** Start Supplied records **

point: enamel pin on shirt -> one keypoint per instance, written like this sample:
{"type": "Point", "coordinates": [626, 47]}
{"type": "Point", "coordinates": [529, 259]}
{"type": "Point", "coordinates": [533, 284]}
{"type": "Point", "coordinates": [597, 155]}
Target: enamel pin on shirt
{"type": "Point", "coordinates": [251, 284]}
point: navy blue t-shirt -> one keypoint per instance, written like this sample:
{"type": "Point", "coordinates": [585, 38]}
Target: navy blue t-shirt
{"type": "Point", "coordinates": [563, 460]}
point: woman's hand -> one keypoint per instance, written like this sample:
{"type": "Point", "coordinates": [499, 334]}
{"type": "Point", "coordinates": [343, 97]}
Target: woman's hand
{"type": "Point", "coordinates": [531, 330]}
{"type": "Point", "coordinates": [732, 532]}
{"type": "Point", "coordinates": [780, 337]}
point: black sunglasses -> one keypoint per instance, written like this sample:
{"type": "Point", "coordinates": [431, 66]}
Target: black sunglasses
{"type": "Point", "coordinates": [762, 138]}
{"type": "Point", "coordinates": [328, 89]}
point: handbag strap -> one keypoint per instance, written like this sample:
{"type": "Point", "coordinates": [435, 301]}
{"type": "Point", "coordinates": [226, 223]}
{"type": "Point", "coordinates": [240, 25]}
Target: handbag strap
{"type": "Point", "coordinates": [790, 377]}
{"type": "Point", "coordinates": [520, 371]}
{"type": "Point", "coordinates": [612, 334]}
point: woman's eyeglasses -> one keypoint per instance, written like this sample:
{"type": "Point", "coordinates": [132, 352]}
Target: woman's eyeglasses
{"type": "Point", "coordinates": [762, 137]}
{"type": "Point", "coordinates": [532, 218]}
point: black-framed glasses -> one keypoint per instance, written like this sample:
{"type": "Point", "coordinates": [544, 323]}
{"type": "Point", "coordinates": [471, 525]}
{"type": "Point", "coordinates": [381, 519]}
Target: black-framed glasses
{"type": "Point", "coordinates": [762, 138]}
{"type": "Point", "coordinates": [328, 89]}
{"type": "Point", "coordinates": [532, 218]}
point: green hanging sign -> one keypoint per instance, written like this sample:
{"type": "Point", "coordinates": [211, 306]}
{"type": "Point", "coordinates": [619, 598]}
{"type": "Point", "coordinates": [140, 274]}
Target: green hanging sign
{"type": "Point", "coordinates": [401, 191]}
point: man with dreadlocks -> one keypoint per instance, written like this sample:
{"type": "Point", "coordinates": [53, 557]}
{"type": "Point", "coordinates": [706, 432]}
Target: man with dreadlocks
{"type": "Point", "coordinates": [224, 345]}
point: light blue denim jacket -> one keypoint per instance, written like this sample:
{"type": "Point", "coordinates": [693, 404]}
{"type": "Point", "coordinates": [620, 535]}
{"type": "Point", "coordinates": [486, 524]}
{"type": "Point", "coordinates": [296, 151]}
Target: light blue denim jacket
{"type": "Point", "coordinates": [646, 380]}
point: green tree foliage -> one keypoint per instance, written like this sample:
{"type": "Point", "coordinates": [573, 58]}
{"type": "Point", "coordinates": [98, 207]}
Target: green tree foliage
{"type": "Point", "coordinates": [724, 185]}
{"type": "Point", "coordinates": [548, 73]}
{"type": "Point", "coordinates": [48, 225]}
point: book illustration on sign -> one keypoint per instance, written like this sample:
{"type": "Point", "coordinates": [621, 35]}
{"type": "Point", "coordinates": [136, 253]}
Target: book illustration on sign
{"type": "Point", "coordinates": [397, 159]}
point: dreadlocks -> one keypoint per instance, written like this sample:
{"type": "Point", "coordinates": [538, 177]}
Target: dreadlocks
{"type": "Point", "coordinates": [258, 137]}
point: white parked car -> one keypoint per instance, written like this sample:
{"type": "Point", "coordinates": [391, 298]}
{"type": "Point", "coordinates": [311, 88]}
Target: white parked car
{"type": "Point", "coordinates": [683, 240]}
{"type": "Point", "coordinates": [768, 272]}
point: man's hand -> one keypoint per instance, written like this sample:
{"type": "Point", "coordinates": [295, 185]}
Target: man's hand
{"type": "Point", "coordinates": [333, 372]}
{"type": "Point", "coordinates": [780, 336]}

** End Supplied records **

Retype the whole listing above word for word, keeping every line and character the same.

point: enamel pin on shirt -> one keypoint per instance, written like this sample:
{"type": "Point", "coordinates": [626, 47]}
{"type": "Point", "coordinates": [529, 259]}
{"type": "Point", "coordinates": [533, 284]}
{"type": "Point", "coordinates": [597, 155]}
Target: enamel pin on shirt
{"type": "Point", "coordinates": [251, 284]}
point: navy blue t-shirt -> one keypoint per instance, written like this sample:
{"type": "Point", "coordinates": [585, 38]}
Target: navy blue t-shirt
{"type": "Point", "coordinates": [563, 460]}
point: woman's hand -> one keypoint per instance, written like this sample:
{"type": "Point", "coordinates": [499, 334]}
{"type": "Point", "coordinates": [343, 97]}
Target: woman's hand
{"type": "Point", "coordinates": [531, 330]}
{"type": "Point", "coordinates": [732, 532]}
{"type": "Point", "coordinates": [780, 337]}
point: black sunglasses -> one keypoint per instance, written like this sample:
{"type": "Point", "coordinates": [431, 66]}
Target: black sunglasses
{"type": "Point", "coordinates": [762, 138]}
{"type": "Point", "coordinates": [328, 89]}
point: handbag strap -> one keypoint per instance, written like this sample:
{"type": "Point", "coordinates": [435, 301]}
{"type": "Point", "coordinates": [226, 223]}
{"type": "Point", "coordinates": [240, 25]}
Target: handbag strap
{"type": "Point", "coordinates": [790, 377]}
{"type": "Point", "coordinates": [520, 371]}
{"type": "Point", "coordinates": [612, 334]}
point: woman's eyeglasses -> one keypoint per instance, written like this sample:
{"type": "Point", "coordinates": [132, 352]}
Target: woman's eyeglasses
{"type": "Point", "coordinates": [762, 137]}
{"type": "Point", "coordinates": [532, 218]}
point: black-framed glasses -> one keypoint per instance, written like this sample:
{"type": "Point", "coordinates": [544, 323]}
{"type": "Point", "coordinates": [471, 525]}
{"type": "Point", "coordinates": [381, 519]}
Target: black-framed glasses
{"type": "Point", "coordinates": [762, 138]}
{"type": "Point", "coordinates": [328, 89]}
{"type": "Point", "coordinates": [532, 218]}
point: green hanging sign -> one keypoint per instance, written like this sample:
{"type": "Point", "coordinates": [211, 306]}
{"type": "Point", "coordinates": [619, 598]}
{"type": "Point", "coordinates": [140, 274]}
Target: green hanging sign
{"type": "Point", "coordinates": [401, 191]}
point: man with dreadlocks -> one keypoint per instance, written like this sample:
{"type": "Point", "coordinates": [53, 557]}
{"type": "Point", "coordinates": [706, 432]}
Target: man with dreadlocks
{"type": "Point", "coordinates": [224, 345]}
point: light blue denim jacket -> one keypoint per instance, written like this sample:
{"type": "Point", "coordinates": [693, 404]}
{"type": "Point", "coordinates": [620, 535]}
{"type": "Point", "coordinates": [486, 524]}
{"type": "Point", "coordinates": [296, 151]}
Target: light blue denim jacket
{"type": "Point", "coordinates": [646, 380]}
point: green tree foliage -> one keypoint per instance, written like this sample:
{"type": "Point", "coordinates": [573, 58]}
{"type": "Point", "coordinates": [98, 207]}
Target: green tree foliage
{"type": "Point", "coordinates": [724, 185]}
{"type": "Point", "coordinates": [548, 73]}
{"type": "Point", "coordinates": [48, 225]}
point: book illustration on sign -> one keypoint per instance, written like this sample:
{"type": "Point", "coordinates": [621, 35]}
{"type": "Point", "coordinates": [136, 253]}
Target: book illustration on sign
{"type": "Point", "coordinates": [397, 159]}
point: dreadlocks -> one keypoint per instance, written like this sample:
{"type": "Point", "coordinates": [538, 177]}
Target: dreadlocks
{"type": "Point", "coordinates": [258, 137]}
point: white parked car -> one keypoint per instance, written like this sample:
{"type": "Point", "coordinates": [391, 298]}
{"type": "Point", "coordinates": [311, 88]}
Target: white parked car
{"type": "Point", "coordinates": [683, 240]}
{"type": "Point", "coordinates": [768, 272]}
point: man's hand -> one keypoint per instance, written like this sample:
{"type": "Point", "coordinates": [295, 185]}
Target: man's hand
{"type": "Point", "coordinates": [333, 372]}
{"type": "Point", "coordinates": [780, 336]}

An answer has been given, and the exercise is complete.